### Records provided
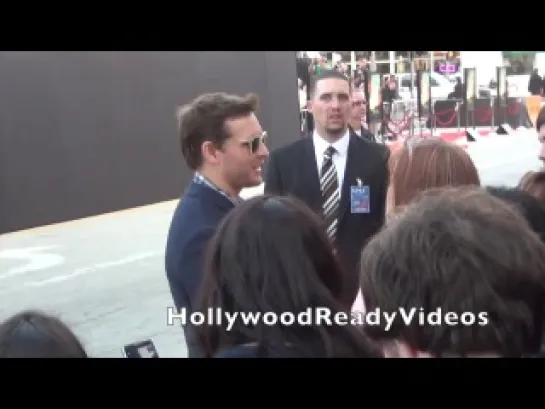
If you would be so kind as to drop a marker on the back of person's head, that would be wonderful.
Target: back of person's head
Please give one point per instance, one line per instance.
(205, 118)
(33, 334)
(471, 259)
(271, 255)
(534, 184)
(530, 207)
(427, 164)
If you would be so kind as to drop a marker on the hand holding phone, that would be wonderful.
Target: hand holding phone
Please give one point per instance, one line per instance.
(143, 349)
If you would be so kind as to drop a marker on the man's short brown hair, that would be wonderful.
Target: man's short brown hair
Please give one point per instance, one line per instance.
(460, 250)
(204, 119)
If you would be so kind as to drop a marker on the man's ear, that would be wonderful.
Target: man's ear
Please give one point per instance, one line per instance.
(309, 106)
(209, 152)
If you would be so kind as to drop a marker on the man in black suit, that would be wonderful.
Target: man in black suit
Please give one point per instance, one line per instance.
(339, 175)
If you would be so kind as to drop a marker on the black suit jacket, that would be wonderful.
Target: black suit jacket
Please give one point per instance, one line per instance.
(292, 170)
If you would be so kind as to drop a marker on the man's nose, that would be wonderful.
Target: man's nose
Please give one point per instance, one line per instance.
(263, 152)
(335, 103)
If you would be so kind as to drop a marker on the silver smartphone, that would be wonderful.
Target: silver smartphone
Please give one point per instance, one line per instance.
(143, 349)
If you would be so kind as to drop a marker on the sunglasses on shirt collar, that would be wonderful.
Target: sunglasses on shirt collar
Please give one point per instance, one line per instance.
(255, 142)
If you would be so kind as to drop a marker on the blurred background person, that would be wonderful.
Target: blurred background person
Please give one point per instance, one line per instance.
(421, 165)
(465, 253)
(34, 334)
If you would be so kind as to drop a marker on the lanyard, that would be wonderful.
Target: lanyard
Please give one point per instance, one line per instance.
(200, 179)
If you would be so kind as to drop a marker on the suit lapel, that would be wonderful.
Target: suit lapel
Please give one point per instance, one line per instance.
(309, 174)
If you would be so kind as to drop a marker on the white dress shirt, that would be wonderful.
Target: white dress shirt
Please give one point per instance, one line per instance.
(339, 157)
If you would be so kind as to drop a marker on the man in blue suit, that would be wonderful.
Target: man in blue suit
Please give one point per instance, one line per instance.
(223, 142)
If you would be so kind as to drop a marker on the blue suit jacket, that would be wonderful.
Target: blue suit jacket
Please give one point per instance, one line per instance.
(194, 222)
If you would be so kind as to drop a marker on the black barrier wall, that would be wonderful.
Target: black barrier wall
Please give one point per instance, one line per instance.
(84, 133)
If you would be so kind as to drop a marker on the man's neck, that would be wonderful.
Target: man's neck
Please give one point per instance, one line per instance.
(355, 124)
(219, 183)
(329, 137)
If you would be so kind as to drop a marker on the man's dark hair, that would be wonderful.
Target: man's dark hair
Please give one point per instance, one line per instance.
(530, 207)
(326, 74)
(463, 251)
(204, 120)
(271, 254)
(540, 119)
(33, 334)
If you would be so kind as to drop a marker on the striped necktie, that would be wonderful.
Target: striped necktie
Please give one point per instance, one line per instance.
(329, 185)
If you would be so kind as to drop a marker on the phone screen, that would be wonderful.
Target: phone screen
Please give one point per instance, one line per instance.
(144, 349)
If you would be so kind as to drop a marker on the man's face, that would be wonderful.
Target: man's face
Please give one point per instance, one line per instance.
(357, 112)
(330, 105)
(542, 141)
(244, 152)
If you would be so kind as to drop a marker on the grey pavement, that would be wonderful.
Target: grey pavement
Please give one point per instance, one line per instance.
(104, 275)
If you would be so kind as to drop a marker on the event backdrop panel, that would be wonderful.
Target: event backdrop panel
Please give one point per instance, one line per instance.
(84, 133)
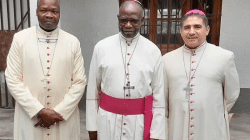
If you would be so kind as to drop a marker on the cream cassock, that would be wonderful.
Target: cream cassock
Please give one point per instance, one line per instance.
(107, 74)
(61, 89)
(215, 83)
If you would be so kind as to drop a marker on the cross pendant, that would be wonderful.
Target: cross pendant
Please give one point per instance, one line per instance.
(44, 79)
(128, 87)
(187, 89)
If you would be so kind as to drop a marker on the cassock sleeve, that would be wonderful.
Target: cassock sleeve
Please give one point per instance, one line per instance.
(14, 79)
(231, 83)
(166, 91)
(158, 128)
(92, 92)
(71, 99)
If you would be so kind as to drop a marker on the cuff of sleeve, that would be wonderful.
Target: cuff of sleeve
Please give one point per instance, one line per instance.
(37, 109)
(65, 117)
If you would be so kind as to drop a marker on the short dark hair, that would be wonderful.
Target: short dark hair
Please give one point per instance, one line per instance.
(139, 4)
(203, 17)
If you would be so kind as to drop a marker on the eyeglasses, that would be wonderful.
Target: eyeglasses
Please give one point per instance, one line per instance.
(125, 21)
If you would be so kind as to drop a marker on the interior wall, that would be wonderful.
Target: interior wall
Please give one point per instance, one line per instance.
(90, 21)
(235, 35)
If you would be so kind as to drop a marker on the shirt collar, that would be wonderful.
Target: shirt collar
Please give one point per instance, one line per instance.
(129, 40)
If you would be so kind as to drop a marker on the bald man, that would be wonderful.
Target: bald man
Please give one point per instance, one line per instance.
(127, 76)
(45, 75)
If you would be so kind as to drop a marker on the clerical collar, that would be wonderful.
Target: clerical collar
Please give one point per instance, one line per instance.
(52, 33)
(129, 40)
(199, 48)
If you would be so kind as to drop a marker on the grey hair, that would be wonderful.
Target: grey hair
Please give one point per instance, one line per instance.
(39, 1)
(141, 7)
(203, 17)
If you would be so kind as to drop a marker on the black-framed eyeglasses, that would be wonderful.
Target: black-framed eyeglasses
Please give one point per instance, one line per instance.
(125, 21)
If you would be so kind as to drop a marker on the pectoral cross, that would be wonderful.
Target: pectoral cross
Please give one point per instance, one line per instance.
(44, 79)
(128, 87)
(187, 89)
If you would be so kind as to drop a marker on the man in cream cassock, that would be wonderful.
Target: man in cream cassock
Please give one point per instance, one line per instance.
(202, 84)
(45, 75)
(127, 76)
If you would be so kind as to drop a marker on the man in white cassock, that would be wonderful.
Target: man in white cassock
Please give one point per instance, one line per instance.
(125, 69)
(45, 75)
(202, 84)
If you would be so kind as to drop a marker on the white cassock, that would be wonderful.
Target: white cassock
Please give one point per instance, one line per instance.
(215, 83)
(107, 74)
(61, 89)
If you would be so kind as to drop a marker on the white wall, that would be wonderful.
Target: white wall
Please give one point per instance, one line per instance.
(90, 21)
(235, 35)
(33, 18)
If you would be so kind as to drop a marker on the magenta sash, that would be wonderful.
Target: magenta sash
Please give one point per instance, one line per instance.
(130, 107)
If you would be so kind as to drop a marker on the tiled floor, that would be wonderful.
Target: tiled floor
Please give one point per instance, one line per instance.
(239, 126)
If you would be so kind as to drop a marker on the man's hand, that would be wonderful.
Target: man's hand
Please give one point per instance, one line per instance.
(93, 135)
(42, 124)
(49, 117)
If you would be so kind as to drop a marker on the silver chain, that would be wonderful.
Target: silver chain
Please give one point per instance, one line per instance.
(190, 78)
(40, 54)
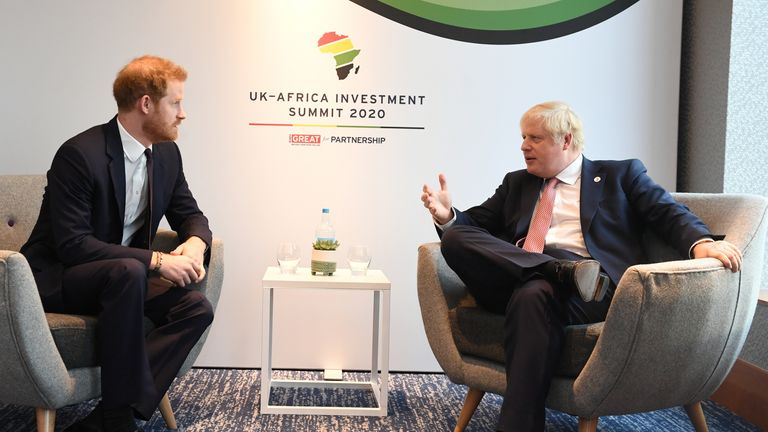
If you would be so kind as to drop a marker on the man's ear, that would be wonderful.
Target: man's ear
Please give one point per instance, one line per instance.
(144, 104)
(567, 141)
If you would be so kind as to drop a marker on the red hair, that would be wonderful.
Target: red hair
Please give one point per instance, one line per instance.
(145, 75)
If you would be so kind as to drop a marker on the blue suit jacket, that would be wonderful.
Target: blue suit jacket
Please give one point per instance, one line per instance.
(619, 201)
(81, 218)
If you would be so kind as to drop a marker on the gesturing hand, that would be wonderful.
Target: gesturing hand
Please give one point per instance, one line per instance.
(438, 202)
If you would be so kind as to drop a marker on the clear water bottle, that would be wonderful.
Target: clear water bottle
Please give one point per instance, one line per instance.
(325, 230)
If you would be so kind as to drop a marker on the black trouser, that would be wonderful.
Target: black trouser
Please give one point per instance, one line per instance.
(136, 369)
(505, 279)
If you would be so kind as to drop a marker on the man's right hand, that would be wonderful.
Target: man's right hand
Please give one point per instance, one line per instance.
(180, 269)
(438, 202)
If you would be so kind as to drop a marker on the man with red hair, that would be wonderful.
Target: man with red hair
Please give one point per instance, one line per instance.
(90, 251)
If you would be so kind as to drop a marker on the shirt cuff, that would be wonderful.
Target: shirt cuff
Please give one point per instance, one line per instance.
(703, 240)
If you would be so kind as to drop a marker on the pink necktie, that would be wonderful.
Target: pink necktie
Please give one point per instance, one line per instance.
(534, 241)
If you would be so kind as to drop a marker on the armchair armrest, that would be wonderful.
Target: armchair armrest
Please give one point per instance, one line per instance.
(439, 290)
(672, 333)
(32, 372)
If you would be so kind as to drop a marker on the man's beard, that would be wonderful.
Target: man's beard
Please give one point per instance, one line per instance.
(157, 131)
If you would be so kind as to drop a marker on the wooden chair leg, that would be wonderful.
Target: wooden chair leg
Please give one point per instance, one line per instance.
(588, 425)
(696, 414)
(471, 402)
(167, 412)
(46, 419)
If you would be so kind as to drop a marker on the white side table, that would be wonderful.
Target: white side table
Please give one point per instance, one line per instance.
(375, 281)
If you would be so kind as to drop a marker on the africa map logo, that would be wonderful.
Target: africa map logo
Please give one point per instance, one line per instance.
(340, 46)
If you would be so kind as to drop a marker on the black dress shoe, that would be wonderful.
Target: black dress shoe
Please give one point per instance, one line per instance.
(119, 420)
(583, 276)
(90, 423)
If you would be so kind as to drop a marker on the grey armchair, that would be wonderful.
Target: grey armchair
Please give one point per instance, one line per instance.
(48, 360)
(672, 333)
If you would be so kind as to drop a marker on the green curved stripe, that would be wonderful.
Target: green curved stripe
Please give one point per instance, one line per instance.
(512, 18)
(495, 5)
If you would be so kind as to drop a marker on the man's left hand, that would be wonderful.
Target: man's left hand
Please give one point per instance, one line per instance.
(193, 248)
(726, 252)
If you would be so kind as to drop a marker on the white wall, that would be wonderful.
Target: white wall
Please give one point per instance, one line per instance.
(60, 59)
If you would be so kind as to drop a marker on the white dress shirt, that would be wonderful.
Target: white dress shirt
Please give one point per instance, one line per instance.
(136, 192)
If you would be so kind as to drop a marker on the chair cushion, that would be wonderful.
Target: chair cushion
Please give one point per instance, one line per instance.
(75, 338)
(480, 333)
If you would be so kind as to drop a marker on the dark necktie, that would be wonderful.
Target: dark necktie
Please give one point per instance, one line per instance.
(534, 241)
(148, 213)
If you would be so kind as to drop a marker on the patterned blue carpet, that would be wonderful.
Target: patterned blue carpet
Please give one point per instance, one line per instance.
(228, 400)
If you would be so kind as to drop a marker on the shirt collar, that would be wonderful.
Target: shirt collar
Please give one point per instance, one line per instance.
(132, 148)
(572, 172)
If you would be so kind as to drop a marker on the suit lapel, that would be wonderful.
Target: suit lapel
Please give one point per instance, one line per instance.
(529, 195)
(116, 164)
(592, 181)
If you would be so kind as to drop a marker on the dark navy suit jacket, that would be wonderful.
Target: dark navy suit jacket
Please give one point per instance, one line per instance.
(619, 201)
(81, 218)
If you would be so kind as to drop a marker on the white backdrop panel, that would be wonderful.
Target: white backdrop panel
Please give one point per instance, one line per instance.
(258, 190)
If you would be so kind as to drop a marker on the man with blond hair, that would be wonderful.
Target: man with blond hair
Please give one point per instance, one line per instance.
(90, 251)
(547, 249)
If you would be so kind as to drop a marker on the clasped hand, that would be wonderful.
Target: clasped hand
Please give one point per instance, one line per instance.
(184, 265)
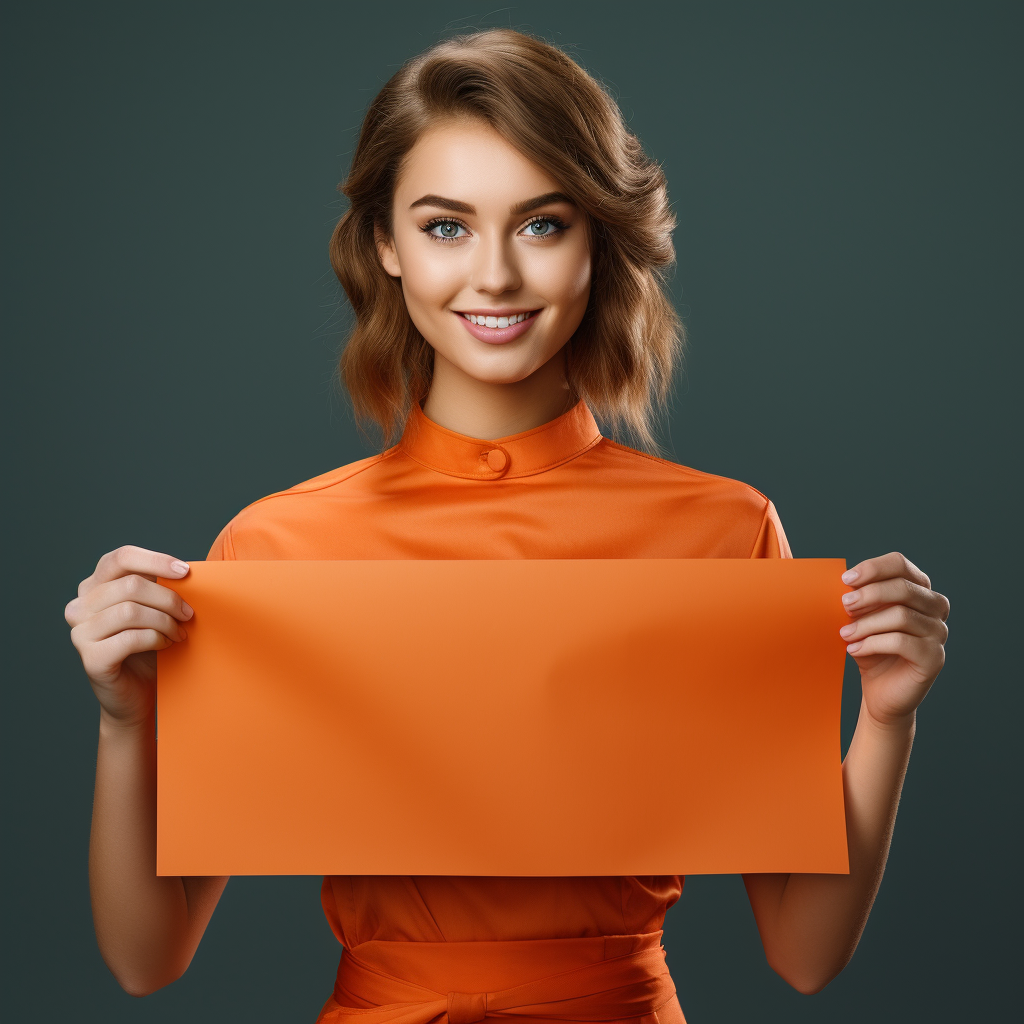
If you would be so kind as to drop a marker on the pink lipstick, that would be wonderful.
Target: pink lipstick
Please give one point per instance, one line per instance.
(498, 334)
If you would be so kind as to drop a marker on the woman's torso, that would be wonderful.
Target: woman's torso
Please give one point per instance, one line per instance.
(560, 491)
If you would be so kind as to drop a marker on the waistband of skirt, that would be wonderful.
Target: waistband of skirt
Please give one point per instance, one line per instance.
(485, 966)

### Given instruction
Please retype the entries above word for word, but only from the line containing "navy suit jacket, that would be wonderful." through the last line, and without the pictures.

### Task output
If you would be so kind as to drop a marker on the dark navy suit jacket, that would be wonderful.
Target: dark navy suit jacket
Please give one point per instance, one line per instance.
(619, 201)
(81, 218)
If you would be so kind as to drop a marker on the white backdrop panel, that would be wonderful.
Target: white backdrop panel
Please give one point per instance, one line per instance.
(258, 190)
If you would be so kind as to drop a marker on the man with blond hair, that would be wonderful.
Target: man with blond hair
Please give one point per instance, one line per instance.
(90, 251)
(547, 249)
If you would be so kind as to drop a marker on the clasped hand, that would be wonderful.
Target: clasped hand
Please give one point per instance, one line per instance.
(184, 265)
If you would be so kind as to drop a marker on the pink lipstick, that would be wonderful.
Target: pink lipstick
Please give one point per instance, one line per instance.
(498, 334)
If you would be so kind as to drop a marker on the woman's torso, that would be wonderful.
Target: woman's torso
Please give one point per instance, one line per instance.
(560, 491)
If you would be so kind as to drop a marker on the waistband of skirt, that would be wonderful.
Target: waistband of skirt
Please give one point per instance, one line per instance.
(485, 966)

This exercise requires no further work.